## Entries that point to named objects
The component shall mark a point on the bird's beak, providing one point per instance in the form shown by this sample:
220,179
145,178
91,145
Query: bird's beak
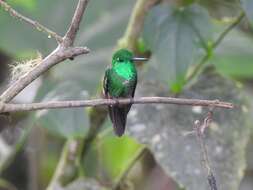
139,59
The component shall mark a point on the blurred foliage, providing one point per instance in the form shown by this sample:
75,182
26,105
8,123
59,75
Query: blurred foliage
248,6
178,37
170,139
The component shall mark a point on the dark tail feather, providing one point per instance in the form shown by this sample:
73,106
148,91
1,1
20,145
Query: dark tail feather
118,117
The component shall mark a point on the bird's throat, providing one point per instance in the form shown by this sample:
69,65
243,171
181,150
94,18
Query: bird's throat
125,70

...

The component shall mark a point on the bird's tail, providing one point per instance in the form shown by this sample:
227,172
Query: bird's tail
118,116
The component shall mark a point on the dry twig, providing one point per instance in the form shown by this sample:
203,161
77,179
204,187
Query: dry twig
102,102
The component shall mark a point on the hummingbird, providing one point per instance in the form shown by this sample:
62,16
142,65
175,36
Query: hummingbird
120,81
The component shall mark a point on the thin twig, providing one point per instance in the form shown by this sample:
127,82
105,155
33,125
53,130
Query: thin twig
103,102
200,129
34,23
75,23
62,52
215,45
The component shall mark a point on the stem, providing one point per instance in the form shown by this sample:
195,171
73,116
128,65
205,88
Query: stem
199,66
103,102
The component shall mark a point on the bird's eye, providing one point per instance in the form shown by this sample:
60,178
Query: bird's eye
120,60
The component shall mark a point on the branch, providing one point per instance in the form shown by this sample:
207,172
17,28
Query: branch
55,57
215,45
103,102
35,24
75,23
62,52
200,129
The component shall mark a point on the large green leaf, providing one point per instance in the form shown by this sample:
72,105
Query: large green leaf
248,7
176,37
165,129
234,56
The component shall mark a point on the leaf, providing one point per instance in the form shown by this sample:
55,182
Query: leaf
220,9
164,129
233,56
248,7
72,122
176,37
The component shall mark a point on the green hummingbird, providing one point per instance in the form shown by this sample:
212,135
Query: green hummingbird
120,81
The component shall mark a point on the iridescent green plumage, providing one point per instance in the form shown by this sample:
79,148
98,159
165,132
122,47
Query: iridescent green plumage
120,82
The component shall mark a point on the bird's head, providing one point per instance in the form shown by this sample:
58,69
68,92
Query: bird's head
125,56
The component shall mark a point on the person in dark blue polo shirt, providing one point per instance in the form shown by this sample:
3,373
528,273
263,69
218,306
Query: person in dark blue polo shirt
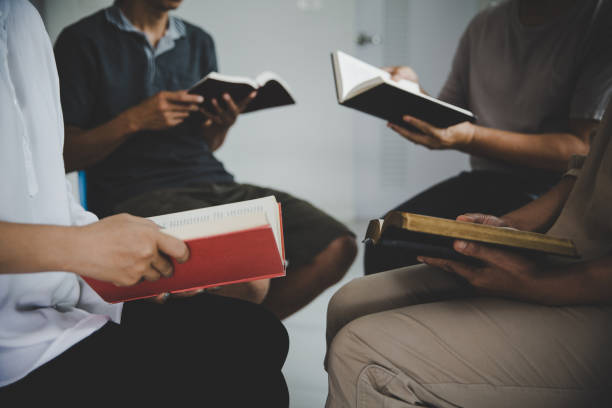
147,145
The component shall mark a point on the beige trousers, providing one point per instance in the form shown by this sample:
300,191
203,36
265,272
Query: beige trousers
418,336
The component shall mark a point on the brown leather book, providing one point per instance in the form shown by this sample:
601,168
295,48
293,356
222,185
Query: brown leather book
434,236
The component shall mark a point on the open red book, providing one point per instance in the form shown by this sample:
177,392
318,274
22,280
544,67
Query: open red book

## CHALLENGE
Write out the entries again from the line with "The component shall mark a point on the bird's head, providing" up to and including the line with "Query: open red book", with the requests unchanged and every point coordinate in the answers scaled by 0.35 and rounded to a whole number, halves rounded up. Leave the pictures out.

## ANSWER BELOW
The component shall mark a point on the bird's head, providing one point per instance in the form shown by this sample:
58,69
68,92
Query: bird's head
44,20
The component shall mark a point on the person in dark blue polo shirt, providing one point per instance in the form shown by this sample:
3,373
528,273
263,69
218,306
Query: person in dark blue polo shirt
51,51
The component shall mark a point on the beige trousers, providing one point per instance in the form shown by this sample:
300,191
203,36
265,272
Query: beige trousers
146,118
The component shall mark a point on the brown leather book, providing one point per instance in the form shown by this sample:
601,168
295,48
293,356
222,185
Query: brown leather book
152,83
The component shall mark a point on the open red book, providing one point per instance in the form shown by this sample:
177,392
318,274
22,280
544,67
Query: open red book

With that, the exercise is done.